== Your objective ==
Below are the entries; return every line among them that holds the word "artwork".

Records to process Start Marker

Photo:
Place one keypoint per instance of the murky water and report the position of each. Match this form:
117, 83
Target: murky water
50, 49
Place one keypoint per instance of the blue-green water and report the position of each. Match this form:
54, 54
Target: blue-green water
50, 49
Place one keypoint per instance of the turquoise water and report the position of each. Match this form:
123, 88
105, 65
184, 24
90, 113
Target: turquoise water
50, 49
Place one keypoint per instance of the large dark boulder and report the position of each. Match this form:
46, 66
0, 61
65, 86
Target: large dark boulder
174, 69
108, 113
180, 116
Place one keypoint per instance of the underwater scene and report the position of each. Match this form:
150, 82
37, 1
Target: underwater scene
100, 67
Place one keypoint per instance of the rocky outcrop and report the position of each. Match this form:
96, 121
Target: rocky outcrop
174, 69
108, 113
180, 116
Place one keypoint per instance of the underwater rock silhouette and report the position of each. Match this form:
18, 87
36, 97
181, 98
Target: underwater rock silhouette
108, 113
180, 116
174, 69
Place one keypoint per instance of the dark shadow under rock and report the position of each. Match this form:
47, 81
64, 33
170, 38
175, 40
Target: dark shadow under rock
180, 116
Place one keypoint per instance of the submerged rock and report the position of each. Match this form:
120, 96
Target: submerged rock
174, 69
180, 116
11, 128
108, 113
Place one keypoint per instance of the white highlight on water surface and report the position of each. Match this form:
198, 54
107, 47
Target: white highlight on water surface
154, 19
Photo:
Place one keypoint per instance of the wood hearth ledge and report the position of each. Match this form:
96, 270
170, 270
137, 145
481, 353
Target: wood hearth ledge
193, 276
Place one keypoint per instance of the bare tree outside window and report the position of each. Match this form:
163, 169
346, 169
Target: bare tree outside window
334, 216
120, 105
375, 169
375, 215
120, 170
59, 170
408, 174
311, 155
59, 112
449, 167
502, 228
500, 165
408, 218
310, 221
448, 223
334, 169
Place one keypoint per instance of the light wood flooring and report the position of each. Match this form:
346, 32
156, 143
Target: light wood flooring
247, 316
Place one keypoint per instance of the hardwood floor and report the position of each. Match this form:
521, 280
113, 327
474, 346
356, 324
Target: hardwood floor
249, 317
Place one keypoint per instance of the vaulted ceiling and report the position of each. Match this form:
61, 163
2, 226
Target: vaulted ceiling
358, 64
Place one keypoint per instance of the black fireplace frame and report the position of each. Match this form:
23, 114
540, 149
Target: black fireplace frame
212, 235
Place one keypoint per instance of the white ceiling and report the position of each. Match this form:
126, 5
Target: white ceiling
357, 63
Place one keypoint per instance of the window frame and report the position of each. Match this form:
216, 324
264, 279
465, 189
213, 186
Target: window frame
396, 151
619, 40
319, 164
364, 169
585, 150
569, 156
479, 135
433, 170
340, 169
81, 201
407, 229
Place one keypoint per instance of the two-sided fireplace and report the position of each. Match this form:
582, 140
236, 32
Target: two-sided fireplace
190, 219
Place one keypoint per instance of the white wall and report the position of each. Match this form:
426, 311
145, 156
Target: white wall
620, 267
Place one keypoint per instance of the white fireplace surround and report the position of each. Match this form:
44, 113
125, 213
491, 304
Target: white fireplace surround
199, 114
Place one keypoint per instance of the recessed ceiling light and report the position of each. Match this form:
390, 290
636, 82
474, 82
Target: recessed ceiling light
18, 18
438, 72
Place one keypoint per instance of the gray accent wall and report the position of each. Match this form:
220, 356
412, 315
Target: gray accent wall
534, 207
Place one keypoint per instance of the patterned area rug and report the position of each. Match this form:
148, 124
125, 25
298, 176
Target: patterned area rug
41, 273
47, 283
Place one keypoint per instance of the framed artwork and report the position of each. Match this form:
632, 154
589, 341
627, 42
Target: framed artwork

Records to process End Marker

== Solution for this problem ==
Place one keypoint per instance of the framed artwork and report the position of each. Match this form:
Target: framed artwork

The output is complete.